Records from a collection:
>>>

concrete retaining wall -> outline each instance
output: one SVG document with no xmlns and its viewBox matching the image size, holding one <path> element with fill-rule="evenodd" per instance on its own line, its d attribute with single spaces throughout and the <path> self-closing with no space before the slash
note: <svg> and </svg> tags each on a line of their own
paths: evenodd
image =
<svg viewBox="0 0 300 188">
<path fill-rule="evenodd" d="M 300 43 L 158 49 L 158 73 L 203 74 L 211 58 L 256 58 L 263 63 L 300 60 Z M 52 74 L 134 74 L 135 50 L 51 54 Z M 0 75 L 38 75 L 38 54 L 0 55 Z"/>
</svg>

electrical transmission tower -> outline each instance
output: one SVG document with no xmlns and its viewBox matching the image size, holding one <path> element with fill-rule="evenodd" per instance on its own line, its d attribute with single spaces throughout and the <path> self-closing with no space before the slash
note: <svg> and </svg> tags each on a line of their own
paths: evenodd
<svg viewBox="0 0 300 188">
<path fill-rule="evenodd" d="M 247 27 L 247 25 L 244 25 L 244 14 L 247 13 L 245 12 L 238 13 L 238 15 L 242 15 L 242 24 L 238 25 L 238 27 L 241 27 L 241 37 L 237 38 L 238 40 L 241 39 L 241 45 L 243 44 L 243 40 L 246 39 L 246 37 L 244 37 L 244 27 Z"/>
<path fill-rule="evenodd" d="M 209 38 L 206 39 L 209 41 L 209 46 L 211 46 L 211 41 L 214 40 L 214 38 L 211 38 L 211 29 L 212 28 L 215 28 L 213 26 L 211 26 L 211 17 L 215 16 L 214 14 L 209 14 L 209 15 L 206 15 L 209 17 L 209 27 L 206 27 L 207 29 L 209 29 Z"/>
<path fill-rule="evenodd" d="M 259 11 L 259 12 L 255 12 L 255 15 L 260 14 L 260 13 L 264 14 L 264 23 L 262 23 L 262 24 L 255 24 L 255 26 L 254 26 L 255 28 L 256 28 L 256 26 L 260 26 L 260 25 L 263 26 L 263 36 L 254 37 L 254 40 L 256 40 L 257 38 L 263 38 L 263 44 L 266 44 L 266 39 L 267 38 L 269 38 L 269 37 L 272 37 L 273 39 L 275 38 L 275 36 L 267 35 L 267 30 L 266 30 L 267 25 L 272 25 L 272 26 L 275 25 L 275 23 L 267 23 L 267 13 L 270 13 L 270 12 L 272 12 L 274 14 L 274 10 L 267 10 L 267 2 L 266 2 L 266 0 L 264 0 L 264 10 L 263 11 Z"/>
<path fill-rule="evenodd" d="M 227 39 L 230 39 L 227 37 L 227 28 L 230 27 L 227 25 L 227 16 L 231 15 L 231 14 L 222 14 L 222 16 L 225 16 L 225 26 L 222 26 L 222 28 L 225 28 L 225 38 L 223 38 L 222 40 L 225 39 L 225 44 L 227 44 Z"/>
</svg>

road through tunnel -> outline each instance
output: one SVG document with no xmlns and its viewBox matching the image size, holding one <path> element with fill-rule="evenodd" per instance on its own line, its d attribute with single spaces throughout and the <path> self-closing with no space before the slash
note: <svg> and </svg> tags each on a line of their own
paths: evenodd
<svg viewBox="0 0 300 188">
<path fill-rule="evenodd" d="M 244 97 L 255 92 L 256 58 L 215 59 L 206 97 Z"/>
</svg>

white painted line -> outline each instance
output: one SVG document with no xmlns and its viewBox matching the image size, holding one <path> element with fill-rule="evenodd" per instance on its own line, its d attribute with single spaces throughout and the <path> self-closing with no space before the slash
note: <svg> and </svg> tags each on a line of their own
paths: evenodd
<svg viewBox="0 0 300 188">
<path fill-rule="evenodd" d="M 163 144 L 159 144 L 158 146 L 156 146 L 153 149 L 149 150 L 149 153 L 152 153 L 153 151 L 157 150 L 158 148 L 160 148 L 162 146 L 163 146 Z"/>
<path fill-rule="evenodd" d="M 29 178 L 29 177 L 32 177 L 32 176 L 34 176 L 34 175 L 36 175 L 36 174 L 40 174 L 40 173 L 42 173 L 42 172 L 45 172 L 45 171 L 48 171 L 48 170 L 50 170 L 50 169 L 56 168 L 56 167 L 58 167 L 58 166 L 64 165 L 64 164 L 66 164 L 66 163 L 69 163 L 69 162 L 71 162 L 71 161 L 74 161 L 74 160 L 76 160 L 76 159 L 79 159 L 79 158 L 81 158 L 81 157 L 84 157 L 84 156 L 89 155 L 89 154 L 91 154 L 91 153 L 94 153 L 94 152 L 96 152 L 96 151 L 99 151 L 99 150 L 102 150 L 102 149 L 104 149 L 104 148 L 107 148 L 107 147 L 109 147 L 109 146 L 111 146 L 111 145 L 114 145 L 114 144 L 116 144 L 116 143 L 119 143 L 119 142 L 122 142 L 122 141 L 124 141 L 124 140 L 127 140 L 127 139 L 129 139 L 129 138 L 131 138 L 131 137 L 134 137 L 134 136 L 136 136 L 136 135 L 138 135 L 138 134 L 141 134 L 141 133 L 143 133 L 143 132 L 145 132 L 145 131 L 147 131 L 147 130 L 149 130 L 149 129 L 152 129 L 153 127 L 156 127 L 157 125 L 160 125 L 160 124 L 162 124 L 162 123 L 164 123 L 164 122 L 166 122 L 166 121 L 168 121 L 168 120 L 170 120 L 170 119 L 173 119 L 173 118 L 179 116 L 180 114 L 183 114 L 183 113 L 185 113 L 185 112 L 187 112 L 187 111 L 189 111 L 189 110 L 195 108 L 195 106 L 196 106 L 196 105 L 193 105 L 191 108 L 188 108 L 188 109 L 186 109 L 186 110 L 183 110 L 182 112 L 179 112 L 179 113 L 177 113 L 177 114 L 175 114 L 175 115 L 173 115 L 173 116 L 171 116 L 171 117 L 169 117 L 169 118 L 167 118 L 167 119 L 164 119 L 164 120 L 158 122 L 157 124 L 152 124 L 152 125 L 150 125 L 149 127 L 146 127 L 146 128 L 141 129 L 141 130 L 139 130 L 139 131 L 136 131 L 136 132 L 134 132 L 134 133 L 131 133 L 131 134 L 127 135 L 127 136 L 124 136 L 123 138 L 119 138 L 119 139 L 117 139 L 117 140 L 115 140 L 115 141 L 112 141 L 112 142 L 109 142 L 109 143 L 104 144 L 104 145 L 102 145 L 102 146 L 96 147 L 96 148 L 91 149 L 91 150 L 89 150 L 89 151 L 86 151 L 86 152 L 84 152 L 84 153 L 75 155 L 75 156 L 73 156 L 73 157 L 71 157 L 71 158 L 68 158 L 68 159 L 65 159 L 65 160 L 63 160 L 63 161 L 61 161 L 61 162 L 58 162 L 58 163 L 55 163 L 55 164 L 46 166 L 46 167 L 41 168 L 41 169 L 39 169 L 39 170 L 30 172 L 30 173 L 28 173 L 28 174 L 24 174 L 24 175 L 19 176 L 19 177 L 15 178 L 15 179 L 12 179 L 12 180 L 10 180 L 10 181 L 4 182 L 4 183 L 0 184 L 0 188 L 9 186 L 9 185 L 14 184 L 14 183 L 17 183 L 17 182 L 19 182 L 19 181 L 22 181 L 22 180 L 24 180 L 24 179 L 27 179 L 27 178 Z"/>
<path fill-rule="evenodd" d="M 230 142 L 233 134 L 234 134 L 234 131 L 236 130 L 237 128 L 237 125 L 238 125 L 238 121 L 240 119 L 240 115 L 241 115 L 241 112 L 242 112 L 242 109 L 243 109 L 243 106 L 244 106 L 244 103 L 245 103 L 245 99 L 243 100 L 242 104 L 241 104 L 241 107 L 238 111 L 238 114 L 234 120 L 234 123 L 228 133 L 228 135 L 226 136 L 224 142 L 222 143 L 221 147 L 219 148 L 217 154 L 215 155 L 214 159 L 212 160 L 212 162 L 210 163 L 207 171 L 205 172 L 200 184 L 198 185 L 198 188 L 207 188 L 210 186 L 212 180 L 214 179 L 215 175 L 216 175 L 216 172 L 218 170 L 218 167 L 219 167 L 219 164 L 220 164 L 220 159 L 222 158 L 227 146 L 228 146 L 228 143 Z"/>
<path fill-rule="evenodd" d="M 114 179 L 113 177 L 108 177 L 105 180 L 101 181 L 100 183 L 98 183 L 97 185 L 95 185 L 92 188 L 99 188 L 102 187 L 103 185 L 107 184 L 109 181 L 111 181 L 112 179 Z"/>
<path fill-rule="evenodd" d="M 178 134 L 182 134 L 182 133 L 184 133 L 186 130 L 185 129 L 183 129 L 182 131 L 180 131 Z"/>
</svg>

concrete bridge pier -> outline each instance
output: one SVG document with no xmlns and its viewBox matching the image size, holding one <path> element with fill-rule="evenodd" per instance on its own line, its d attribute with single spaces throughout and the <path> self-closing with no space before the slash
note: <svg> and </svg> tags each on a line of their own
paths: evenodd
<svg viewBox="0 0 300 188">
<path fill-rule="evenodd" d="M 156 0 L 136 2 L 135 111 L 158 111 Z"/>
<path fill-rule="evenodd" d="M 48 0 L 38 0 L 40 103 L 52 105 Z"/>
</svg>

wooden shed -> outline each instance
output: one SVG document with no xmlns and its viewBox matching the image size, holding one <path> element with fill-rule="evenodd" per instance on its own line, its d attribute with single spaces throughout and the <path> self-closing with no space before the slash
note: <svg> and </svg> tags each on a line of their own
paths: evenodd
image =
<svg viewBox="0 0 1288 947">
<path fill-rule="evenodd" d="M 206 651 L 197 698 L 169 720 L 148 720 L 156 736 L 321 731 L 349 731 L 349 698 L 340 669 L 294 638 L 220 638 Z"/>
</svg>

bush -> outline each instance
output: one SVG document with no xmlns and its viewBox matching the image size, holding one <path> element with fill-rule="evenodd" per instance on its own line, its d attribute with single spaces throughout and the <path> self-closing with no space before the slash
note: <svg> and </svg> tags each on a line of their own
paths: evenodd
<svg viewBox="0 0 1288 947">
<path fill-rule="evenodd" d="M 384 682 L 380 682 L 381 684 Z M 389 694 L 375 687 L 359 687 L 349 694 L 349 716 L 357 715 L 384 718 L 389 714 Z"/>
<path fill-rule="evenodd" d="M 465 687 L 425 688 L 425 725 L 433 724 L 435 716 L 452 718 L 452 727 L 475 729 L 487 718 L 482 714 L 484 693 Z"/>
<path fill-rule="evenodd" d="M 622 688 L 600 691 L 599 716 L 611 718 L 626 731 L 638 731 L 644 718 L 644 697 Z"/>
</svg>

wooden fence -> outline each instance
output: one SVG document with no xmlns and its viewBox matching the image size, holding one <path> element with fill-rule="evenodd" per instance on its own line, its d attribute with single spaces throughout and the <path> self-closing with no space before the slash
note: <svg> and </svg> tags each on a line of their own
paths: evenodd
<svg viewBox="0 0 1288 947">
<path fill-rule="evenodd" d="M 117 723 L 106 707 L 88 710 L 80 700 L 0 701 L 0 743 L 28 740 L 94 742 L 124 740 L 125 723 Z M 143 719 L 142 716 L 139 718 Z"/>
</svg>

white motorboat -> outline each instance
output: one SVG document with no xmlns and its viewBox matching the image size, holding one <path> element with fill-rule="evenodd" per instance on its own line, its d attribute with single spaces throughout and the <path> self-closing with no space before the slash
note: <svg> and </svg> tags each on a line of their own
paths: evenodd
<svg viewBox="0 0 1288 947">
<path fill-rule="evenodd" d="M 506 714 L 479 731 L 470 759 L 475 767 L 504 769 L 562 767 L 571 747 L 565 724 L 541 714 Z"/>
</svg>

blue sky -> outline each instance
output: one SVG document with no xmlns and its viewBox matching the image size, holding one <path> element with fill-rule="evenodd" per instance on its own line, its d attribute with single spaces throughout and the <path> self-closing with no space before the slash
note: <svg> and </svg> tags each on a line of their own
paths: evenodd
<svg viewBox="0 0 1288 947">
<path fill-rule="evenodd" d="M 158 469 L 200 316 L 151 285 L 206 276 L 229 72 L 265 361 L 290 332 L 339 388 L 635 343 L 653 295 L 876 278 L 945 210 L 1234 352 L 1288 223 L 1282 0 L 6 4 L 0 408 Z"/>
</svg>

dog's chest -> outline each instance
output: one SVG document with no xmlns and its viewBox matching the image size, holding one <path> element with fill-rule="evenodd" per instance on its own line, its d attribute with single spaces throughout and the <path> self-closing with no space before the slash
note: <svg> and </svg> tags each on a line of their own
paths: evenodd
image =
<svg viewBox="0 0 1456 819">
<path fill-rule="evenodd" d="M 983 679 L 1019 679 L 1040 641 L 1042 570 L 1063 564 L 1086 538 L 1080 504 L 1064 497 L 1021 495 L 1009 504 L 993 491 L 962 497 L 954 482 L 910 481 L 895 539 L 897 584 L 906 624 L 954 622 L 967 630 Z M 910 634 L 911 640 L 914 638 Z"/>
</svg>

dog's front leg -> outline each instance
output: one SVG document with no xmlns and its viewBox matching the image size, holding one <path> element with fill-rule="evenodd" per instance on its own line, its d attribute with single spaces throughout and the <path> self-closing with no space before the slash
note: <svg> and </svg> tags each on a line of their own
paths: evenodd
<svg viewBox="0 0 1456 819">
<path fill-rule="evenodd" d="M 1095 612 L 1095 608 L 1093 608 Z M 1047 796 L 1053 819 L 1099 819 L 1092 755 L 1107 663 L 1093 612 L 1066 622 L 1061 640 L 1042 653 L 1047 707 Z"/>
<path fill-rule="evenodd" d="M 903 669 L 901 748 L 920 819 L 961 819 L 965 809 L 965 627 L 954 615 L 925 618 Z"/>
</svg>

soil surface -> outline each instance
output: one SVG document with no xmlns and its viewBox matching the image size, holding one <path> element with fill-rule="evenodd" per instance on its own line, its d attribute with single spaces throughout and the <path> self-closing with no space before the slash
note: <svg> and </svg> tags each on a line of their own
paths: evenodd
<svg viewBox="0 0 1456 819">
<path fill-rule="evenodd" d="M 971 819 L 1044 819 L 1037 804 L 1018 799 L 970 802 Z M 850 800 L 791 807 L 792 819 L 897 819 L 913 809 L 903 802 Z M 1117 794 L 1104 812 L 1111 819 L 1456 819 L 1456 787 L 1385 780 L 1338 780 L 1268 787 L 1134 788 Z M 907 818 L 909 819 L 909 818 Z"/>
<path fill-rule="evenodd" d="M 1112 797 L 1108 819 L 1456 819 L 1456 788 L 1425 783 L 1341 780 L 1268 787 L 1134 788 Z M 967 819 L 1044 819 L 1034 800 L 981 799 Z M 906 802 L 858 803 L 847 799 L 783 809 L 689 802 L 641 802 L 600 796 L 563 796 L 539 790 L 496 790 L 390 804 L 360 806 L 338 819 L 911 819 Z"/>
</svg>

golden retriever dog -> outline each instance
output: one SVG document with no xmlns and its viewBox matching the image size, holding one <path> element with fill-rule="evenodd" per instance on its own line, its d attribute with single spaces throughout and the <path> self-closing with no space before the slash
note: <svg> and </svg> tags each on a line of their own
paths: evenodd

<<<

Set problem: Copy out the material above word for word, from the line with "white painted line -> outline each instance" to the line with "163 144 L 159".

Output below:
white painted line -> outline each instance
output: one SVG document with no xmlns and its viewBox matching the image size, holding one <path> element with fill-rule="evenodd" per instance on its own line, its d attribute with single spaces throughout and the <path> self-closing with no space before the slash
note: <svg> and </svg> tags each on a line of their own
paths: evenodd
<svg viewBox="0 0 300 188">
<path fill-rule="evenodd" d="M 163 144 L 159 144 L 158 146 L 156 146 L 153 149 L 149 150 L 149 153 L 152 153 L 153 151 L 157 150 L 158 148 L 160 148 L 162 146 L 163 146 Z"/>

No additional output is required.